───── Input data

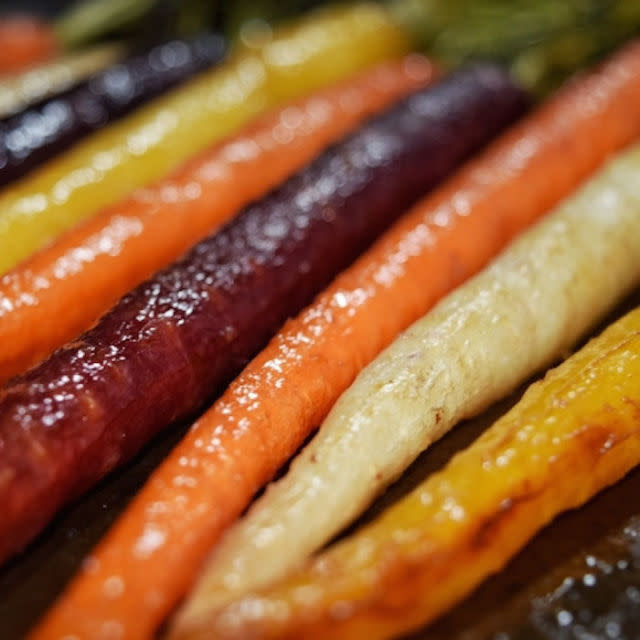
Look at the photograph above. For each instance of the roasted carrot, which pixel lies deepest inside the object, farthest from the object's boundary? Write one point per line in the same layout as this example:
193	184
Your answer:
571	435
157	546
25	41
110	254
19	91
46	129
313	52
478	344
225	298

──────────

Reproduce every line of the items above, including the requests, but scale each pixel coordinate in the answers by 0.75 and round to the nearest whole number, rounding halves up. Leave the numbers in the requests and their format sample unchanged, and omit the pictures.

## Full answer
Look at the photograph above. For each instance of the roasted carrot, which pixel lies deepest inside the object, farthest from the object's boundary? Write one point per line in the same layout as this example:
193	184
Your answer:
428	326
118	410
19	31
83	191
14	68
35	97
235	39
359	258
169	224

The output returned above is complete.